LISTED ENTRIES section start

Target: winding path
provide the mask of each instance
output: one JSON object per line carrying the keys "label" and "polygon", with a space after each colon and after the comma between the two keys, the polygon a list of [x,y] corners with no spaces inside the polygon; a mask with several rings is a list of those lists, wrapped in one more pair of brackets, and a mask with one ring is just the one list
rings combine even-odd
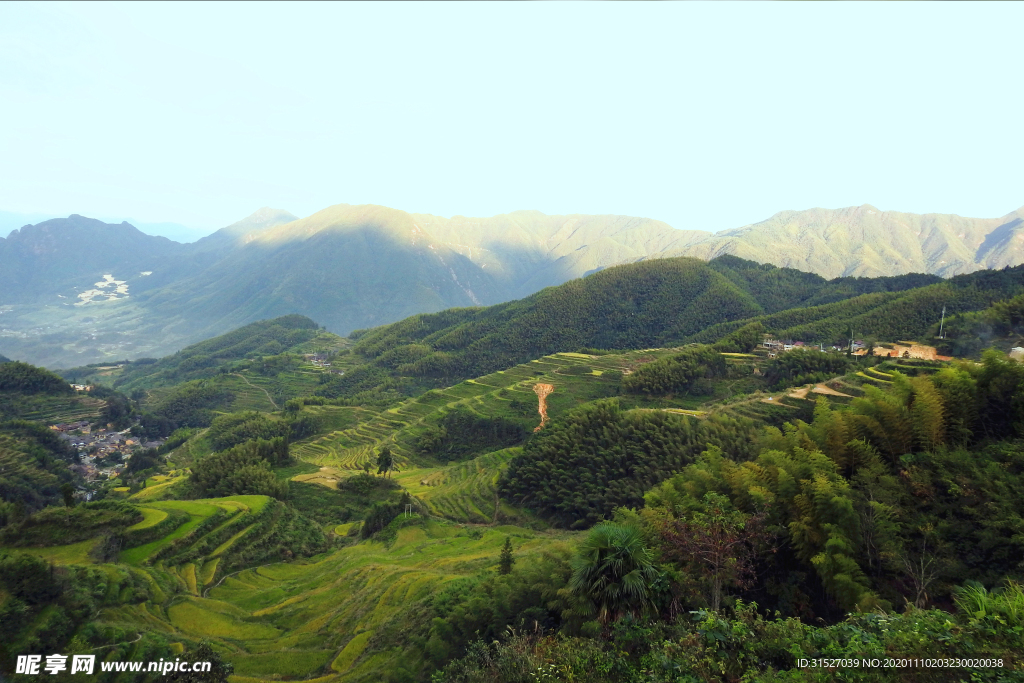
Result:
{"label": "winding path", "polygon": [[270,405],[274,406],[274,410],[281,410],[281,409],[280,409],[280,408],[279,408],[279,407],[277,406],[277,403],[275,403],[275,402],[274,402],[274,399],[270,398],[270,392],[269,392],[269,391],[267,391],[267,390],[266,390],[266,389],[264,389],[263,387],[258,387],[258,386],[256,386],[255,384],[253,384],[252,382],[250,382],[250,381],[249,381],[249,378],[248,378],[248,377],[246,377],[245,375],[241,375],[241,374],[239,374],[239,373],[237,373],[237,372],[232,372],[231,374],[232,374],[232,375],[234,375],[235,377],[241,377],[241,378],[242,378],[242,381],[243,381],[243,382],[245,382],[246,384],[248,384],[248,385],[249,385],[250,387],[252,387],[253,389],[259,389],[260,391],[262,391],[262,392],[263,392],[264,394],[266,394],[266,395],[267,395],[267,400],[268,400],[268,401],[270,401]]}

LISTED ENTRIES section end
LISTED ENTRIES section start

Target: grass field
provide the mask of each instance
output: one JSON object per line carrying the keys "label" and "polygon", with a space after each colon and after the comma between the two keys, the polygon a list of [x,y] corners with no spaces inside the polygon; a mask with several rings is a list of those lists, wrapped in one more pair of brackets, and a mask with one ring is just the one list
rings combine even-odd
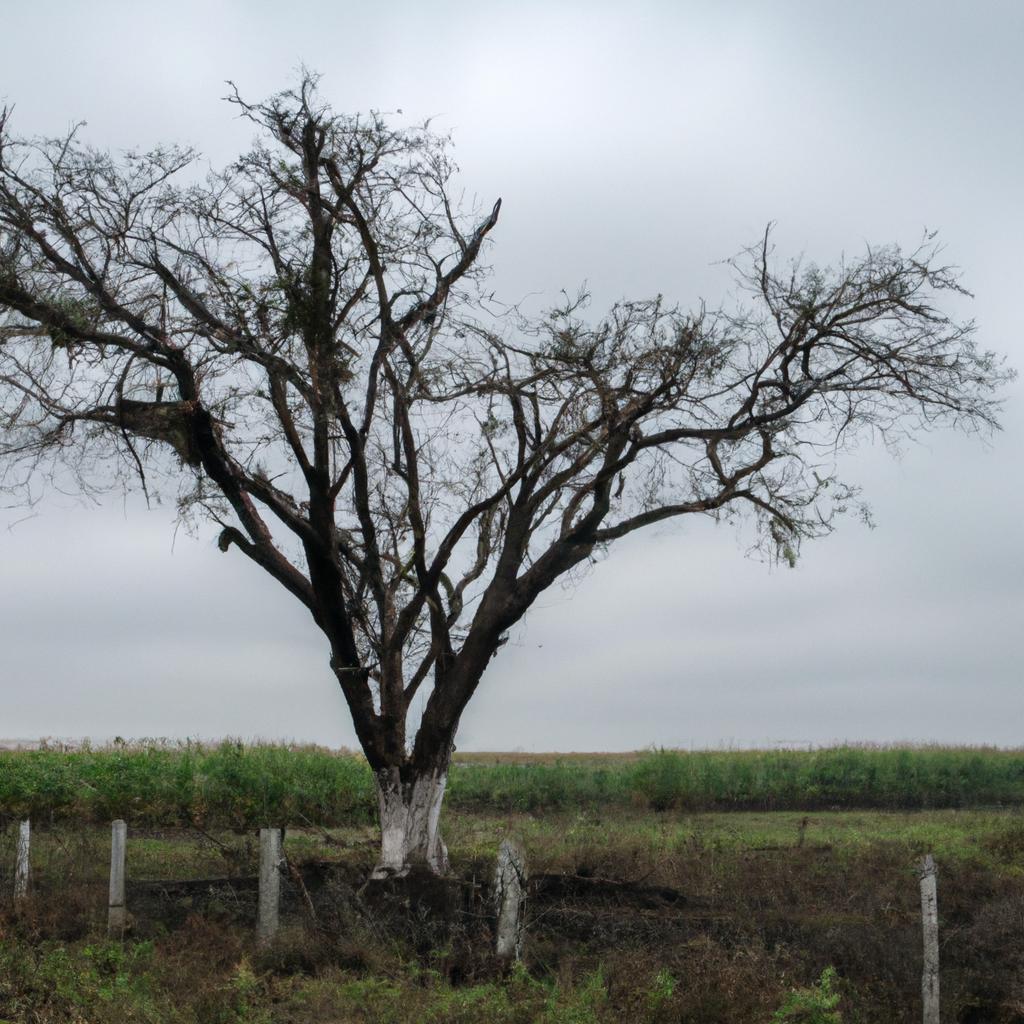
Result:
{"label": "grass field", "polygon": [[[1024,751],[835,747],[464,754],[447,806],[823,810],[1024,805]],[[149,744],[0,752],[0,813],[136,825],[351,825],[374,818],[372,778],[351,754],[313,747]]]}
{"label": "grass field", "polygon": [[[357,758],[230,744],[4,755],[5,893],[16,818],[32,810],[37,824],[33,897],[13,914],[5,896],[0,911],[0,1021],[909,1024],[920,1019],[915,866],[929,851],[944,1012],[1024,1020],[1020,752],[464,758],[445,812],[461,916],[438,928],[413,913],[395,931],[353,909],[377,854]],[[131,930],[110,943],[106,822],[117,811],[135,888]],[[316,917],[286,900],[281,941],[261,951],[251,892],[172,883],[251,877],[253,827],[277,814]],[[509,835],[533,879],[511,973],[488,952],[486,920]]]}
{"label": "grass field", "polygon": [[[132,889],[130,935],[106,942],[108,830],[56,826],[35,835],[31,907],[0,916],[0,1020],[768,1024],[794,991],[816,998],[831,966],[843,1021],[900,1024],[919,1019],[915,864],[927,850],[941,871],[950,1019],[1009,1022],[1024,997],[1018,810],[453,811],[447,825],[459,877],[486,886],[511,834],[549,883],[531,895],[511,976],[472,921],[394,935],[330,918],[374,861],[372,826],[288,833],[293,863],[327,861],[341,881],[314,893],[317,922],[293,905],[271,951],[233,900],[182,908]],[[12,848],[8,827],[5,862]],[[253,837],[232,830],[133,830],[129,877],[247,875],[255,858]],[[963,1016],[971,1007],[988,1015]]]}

LISTED ENTRIES section end

> [TASK DESCRIPTION] Work through the records line by line and tally those with the word "Target". Report only the total.

> [WRITTEN ANSWER] 2